→ **AVAILABLE DATA**
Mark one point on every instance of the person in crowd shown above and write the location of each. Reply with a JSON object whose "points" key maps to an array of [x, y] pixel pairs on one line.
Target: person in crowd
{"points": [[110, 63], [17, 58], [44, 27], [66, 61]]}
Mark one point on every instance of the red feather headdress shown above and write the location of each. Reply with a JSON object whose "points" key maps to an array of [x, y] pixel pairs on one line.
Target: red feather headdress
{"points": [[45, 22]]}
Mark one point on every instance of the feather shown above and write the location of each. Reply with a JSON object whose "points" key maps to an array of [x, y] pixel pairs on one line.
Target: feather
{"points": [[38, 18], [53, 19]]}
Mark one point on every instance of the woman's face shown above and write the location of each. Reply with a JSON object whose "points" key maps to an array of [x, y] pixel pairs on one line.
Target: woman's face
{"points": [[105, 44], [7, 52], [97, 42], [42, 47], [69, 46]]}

* * *

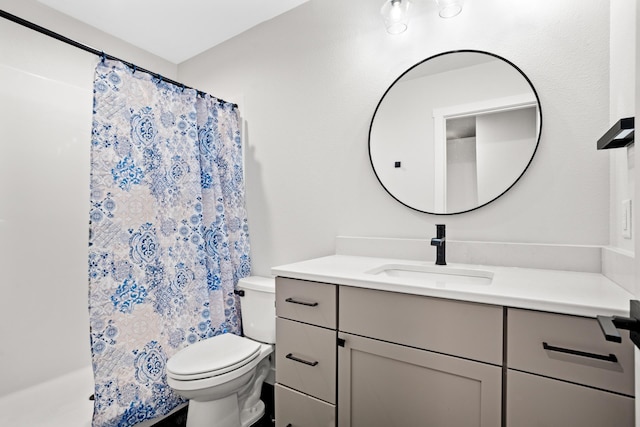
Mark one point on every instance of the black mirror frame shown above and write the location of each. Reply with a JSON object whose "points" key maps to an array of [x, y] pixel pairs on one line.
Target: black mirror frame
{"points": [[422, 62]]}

→ **DIRECTIONS**
Note each line of the material holding "above" and copy it out.

→ **EXERCISE SOLUTION**
Mark one point on every instance of the person in crowd shown above and write the location of each. Reply with a JSON object whose "points" key maps to an array of [x, y] pixel pairs on one line.
Mark one point on every instance of the red feather headdress shown above and write the location of each. Reply with a JSON object whose "points" key maps to an array of [x, y] pixel pairs on one line.
Mark one point on every instance of the feather shown above and write the location of each. Reply with a JSON object whose "points" key maps to an array of [x, y] pixel pairs on one line.
Mark one point on every instance of the woman's face shown above and write the location of each. Reply with a JSON object whose "points" key maps to an array of [x, y] pixel pairs on one line.
Mark one point on every instance of the black mirror frame shown above and write the location of each. Reply with a JSON object whose "points" key maps to an array of [x, y] pixel pairs on one line.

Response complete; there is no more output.